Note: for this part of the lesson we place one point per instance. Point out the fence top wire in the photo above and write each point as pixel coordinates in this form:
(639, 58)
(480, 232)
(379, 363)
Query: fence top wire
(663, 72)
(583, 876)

Stated goal: Reproduce every line of the entries above, requests included, and scale each coordinate in the answers by 2.05, rounding to whole numbers with halves rounded up.

Exercise answer:
Note: for this part of the lesson we place one point per instance. Point out the fence top wire in the photo above and write each point as pixel coordinates in this form:
(639, 58)
(480, 232)
(379, 363)
Query: fence top wire
(1359, 148)
(1195, 1796)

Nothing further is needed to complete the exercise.